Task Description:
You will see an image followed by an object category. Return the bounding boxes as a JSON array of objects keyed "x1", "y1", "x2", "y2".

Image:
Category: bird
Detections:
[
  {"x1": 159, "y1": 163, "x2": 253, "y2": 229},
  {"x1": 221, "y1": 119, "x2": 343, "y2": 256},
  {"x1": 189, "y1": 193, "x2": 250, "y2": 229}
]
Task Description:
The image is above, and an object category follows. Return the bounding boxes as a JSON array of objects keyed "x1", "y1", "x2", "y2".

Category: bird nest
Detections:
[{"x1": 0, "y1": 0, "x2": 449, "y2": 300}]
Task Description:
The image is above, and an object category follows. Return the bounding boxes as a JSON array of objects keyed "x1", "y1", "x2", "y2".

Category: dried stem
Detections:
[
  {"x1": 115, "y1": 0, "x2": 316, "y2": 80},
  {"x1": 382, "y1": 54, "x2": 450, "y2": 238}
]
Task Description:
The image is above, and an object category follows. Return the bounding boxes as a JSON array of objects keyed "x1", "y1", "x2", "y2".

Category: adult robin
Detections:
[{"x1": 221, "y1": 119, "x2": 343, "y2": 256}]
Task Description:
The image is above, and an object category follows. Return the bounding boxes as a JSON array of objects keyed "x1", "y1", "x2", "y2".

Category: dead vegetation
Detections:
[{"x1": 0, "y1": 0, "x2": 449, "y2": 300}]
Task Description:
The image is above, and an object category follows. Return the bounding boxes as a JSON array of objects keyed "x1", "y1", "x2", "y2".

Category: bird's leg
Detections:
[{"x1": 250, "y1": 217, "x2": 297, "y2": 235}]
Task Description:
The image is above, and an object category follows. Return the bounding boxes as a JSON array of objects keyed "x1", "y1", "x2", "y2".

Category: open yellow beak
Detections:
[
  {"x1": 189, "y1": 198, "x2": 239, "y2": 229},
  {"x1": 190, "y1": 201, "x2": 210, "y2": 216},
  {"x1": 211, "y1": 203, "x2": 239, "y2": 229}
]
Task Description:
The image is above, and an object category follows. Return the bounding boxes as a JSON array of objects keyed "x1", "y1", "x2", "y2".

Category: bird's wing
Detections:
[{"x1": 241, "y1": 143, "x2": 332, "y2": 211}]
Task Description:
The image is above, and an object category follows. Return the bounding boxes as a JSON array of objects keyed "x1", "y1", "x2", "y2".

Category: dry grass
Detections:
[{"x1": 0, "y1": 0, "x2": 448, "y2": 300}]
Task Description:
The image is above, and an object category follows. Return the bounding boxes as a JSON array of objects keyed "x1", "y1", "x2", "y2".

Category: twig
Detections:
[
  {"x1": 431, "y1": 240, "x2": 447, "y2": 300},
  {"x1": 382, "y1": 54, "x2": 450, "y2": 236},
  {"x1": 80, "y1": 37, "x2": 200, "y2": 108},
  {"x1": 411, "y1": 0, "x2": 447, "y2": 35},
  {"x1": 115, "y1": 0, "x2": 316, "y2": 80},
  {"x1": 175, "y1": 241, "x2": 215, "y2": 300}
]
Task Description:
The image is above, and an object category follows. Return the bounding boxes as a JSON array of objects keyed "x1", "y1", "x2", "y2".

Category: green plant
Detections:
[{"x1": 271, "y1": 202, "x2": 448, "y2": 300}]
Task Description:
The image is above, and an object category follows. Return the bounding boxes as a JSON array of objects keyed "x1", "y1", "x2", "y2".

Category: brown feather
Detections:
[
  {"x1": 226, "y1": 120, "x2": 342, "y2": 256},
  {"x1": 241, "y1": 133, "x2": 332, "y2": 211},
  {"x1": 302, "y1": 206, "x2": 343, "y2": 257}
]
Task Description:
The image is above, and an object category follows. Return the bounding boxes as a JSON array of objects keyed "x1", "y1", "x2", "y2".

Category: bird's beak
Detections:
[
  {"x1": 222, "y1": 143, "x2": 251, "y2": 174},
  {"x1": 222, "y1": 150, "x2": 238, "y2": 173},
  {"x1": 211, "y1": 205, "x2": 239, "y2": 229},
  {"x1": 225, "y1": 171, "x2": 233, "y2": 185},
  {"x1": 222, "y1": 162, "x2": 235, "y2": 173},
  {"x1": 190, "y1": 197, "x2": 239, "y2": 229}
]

YOUR INSTRUCTIONS:
Pick from the records each line that contains the word "beak" and show it.

SOLUTION:
Category: open yellow beak
Category: bird's beak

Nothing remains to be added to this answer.